:: EXCERTO TRANSCRITO ::
━━━━

«Jesus já tinha rezado por todos os que o condenaram e maltrataram. Não tinha inferno para ninguém e deixou-nos uma missão: tirai as pessoas do inferno em que vivem.»
1. Anselmo Borges publicou, recentemente, dois artigos sobre A pena de morte e o inferno [1]. São duas peças notáveis de filosofia e teologia que é preciso meditar para perceber as razões que o levaram a dizer: Não há inferno. E, para explicitar mais o sentido dessa afirmação, remete para o livro editado pela Gradiva, Conversas com Anselmo Borges.
Antes de manifestar o prazer e o proveito que essa obra me ofereceu, gostaria de contar uma história que se passou comigo, numa aula de teologia, em Fátima, no âmbito dos Cursos de Verão do Instituto de S. Tomás de Aquino (ISTA).
Numa dessas aulas perguntaram-me se há ou não há inferno. Respondi que a minha esperança era nunca chegar a saber. Comentei, a brincar, que um amigo dizia que talvez existisse, pois sem ele os padres não tinham um instrumento forte para meter medo aos seus fregueses com a repetição cadenciada do estribilho dos sermões de Quaresma e de preparação para uma confissão assustada: sempre, nunca! Quem é condenado ao inferno, nunca de lá pode sair.
A resposta não caiu bem. Uma aluna indignada gritou-me: com coisas sérias não se brinca. O inferno existe. Nossa Senhora mostrou-o aos pastorinhos, junto da actual Capelinha das Aparições.
Tentei mostrar que acreditar em Fátima não fazia parte do credo da Igreja. É possível ser católico e não acreditar em Fátima. As impressões das criancinhas estavam condicionadas pelas figurações que aprendiam na catequese, nos sermões, nas conversas e orações das respectivas famílias. Nossa Senhora teria de lhes falar no imaginário e na linguagem que elas pudessem entender. As crianças também têm direito à imaginação e cada um à sua opinião.

━━━━

:: ENUNCIADO ESCRITO ::
Indique, por favor, em que localidade decorreu a aula de teologia contada no excerto. Estas linhas não têm qualquer relação com o excerto.

:: DADOS APRESENTADOS ::
━━━━

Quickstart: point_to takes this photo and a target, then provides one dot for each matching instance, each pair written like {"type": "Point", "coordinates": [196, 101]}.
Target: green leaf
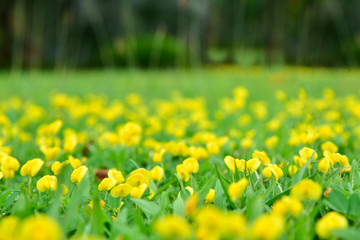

━━━━

:: RESULTADO DO EXERCÍCIO ::
Em Fátima.